[Work required]
Go through the entries below and print, exactly, the lines starting at the one with "Every <instance> ends" and ending at the one with "box: [273, 132, 291, 146]", keeping both ends and no others.

[Start of Attachment]

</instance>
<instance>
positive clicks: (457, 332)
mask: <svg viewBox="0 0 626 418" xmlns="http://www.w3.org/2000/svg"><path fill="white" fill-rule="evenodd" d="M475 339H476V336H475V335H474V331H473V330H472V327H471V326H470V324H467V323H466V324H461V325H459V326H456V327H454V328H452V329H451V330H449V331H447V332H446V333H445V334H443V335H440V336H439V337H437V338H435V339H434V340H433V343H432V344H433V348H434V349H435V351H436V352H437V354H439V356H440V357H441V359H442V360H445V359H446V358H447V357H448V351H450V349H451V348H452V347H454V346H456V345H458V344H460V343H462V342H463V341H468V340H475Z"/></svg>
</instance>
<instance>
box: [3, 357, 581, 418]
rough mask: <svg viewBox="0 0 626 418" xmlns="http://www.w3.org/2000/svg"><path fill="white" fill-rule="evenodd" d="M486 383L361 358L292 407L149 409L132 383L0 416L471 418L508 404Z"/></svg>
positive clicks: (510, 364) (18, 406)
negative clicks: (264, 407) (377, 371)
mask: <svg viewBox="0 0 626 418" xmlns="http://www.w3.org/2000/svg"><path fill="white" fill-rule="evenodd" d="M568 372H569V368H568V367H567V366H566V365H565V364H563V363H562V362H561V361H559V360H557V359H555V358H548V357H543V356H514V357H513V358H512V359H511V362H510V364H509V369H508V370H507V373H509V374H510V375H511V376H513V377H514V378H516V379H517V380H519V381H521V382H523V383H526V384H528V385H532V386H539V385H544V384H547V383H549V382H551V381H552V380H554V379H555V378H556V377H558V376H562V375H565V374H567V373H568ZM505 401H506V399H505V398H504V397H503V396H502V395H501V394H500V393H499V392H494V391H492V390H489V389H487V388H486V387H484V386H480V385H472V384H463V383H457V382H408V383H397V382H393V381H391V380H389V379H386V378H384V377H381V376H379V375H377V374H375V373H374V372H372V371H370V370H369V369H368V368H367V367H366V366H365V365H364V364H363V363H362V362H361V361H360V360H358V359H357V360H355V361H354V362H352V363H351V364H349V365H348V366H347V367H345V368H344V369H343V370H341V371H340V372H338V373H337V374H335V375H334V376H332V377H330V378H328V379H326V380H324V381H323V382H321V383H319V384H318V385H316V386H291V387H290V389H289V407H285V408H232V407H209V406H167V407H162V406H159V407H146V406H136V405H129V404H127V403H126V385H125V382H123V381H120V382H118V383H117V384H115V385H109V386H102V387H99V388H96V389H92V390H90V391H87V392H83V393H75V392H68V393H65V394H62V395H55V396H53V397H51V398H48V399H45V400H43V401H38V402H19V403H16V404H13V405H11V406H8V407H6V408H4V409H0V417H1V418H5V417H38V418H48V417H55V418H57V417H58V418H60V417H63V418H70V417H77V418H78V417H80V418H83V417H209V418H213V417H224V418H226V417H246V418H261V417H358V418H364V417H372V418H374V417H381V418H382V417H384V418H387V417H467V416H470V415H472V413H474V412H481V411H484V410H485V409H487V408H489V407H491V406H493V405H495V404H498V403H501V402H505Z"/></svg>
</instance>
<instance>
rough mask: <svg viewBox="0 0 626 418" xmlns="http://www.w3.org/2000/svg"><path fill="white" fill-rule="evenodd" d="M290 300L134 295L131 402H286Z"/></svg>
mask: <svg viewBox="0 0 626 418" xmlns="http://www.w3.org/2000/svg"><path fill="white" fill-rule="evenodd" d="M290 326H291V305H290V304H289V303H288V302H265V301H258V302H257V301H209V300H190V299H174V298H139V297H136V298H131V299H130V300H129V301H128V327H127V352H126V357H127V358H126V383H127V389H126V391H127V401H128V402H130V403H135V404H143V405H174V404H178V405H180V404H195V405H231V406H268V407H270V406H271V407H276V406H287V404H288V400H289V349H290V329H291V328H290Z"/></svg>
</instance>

[End of Attachment]
[Start of Attachment]

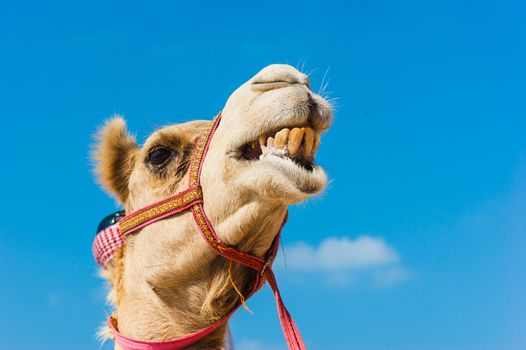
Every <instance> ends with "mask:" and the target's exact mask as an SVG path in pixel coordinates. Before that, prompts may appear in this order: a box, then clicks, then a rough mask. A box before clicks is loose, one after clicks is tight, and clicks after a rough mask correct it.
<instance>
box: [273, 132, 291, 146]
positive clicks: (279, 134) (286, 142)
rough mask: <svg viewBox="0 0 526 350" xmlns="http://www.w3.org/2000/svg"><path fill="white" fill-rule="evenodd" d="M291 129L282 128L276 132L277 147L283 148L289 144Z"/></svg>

[End of Attachment]

[Output]
Every <instance> ends with "mask:" and the target's exact mask as an SVG path in pixel coordinates. Before that, prompts may appear in this order: a box, then clicks, then a rough mask. A box before clicks is loose, one after clicks is tight, and clicks after a rough mask correct it.
<instance>
box: [273, 132, 291, 146]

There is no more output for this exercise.